たそかれの散策

都会から田舎に移って4年経ち、周りの農地、寺、古代の雰囲気に興味を持つようになり、ランダムに書いてみようかと思う。

隠される事実 <加藤陽子・評 『告白 あるPKO隊員の死・23年目の真実』>を読んで

2018-02-11 | 戦争・安全保障・人と国家

180211 隠される事実 <加藤陽子・評 『告白 あるPKO隊員の死・23年目の真実』>を読んで

 

本書の著者・旗手圭介氏は、<2016年8月放映のNHKスペシャル「ある文民警察官の死」>を作製したディレクターとのこと。

 

私もこの番組を見ました。PKOの実態についてはさまざまな情報が流れていても、十分な根拠にもとづくのか疑問もありました。しかし、この番組では放映された、派遣された人たちが登場して証言する生々しい体験と現場の状況、そして事件の経緯・状況は、いかに厳しい実態であったかを丁寧に伝えるもので、深く感動しました。いまでも記憶に残っています。

 

加藤陽子氏による書評はいつも注目している一つですが、今回も的確な内容で、その書評を頼りに、私の感じたことを書いてみたいと思います。

 

いま北朝鮮問題を含め世界各地で新たな問題が勃発しています。新たな時代と加藤氏が述べている内容は私が描くものと同じではないでしょうけど、新たな時代が起こっている予感はします。

 

そのとき加藤氏は<ひとつの時代が終わろうとしている今、私たちがぜひとも思い出し、検証しておくべき、冷戦終結直後の一つの歴史が、本書によって解き明かされた。>と、本書の意義を指摘します。

課題 A:
下の行のうち、「tree」という文字列を含む行をすべて書き出してください。大文字と小文字は区別します。

点ラベル付けデータセットの抜粋:
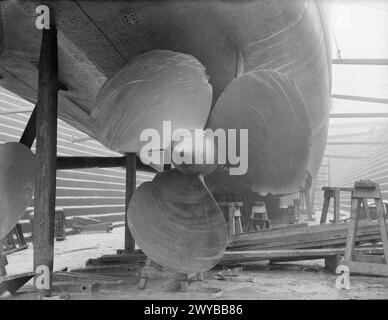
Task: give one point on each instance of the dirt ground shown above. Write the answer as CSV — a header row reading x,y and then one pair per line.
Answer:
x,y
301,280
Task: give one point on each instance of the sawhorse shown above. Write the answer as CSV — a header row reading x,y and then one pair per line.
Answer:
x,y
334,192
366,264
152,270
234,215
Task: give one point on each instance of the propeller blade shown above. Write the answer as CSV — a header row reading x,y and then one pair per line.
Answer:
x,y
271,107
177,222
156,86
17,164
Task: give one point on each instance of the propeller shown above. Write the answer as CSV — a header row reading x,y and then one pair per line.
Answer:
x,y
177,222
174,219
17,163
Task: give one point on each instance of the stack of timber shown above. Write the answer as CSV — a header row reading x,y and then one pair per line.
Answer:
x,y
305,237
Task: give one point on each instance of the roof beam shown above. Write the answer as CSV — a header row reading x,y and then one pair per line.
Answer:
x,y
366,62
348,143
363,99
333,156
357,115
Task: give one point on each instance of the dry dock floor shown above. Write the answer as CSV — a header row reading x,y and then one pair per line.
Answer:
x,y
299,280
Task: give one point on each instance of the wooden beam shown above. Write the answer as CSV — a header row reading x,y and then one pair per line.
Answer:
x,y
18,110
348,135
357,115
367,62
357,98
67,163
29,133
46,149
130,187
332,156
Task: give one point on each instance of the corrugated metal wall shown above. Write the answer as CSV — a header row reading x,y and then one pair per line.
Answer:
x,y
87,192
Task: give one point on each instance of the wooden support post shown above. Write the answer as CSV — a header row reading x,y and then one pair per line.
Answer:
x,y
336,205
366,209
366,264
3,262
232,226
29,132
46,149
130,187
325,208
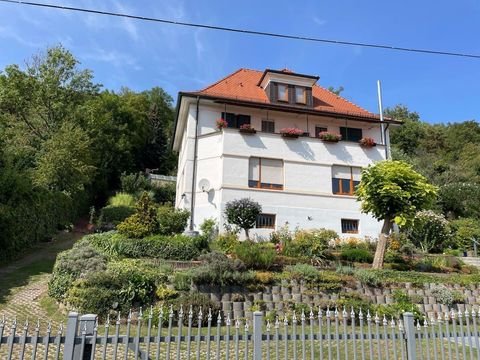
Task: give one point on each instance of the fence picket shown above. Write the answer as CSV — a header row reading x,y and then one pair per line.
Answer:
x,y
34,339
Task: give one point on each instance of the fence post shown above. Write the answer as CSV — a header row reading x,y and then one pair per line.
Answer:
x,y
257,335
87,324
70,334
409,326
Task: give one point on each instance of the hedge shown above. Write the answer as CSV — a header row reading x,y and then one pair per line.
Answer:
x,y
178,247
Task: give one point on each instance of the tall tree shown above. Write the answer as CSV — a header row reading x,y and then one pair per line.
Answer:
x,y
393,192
==
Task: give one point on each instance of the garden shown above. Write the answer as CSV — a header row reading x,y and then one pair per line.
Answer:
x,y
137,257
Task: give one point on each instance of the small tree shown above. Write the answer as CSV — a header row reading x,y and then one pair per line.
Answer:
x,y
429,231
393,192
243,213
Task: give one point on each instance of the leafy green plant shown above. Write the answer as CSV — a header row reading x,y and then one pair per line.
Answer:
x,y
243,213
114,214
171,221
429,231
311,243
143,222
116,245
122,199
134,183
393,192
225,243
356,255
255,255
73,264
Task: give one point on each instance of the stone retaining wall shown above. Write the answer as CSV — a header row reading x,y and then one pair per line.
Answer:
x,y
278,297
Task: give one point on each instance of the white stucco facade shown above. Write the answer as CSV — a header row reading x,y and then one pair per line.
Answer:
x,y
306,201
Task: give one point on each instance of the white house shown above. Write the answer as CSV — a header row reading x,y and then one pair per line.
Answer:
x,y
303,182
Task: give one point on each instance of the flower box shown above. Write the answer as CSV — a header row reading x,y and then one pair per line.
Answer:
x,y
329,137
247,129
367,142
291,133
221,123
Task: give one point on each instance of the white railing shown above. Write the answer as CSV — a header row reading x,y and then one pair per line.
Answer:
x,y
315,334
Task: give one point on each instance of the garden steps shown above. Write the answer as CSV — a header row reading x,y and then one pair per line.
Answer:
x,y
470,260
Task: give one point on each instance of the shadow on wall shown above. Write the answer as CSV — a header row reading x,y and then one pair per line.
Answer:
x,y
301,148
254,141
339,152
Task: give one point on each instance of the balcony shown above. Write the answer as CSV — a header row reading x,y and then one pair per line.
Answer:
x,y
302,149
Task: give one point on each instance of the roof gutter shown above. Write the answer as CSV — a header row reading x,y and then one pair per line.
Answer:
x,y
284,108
---
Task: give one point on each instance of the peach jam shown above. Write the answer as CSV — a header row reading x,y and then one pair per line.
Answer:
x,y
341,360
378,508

課題 B:
上の文章について、次の問いに答えてください。
(i) 筆者が都会から田舎に移ってから何年経ちましたか。
(ii) 旗手圭介氏が作製したNHKスペシャルの番組名は何ですか。
(iii) 『告白 あるPKO隊員の死・23年目の真実』の書評を書いたのは誰ですか。

解答例 A:
Task: give one point on each instance of the tall tree shown above. Write the answer as CSV — a header row reading x,y and then one pair per line.
Task: give one point on each instance of the small tree shown above. Write the answer as CSV — a header row reading x,y and then one pair per line.

解答例 B:
(i) 4年です。
(ii) 「ある文民警察官の死」です。
(iii) 加藤陽子氏です。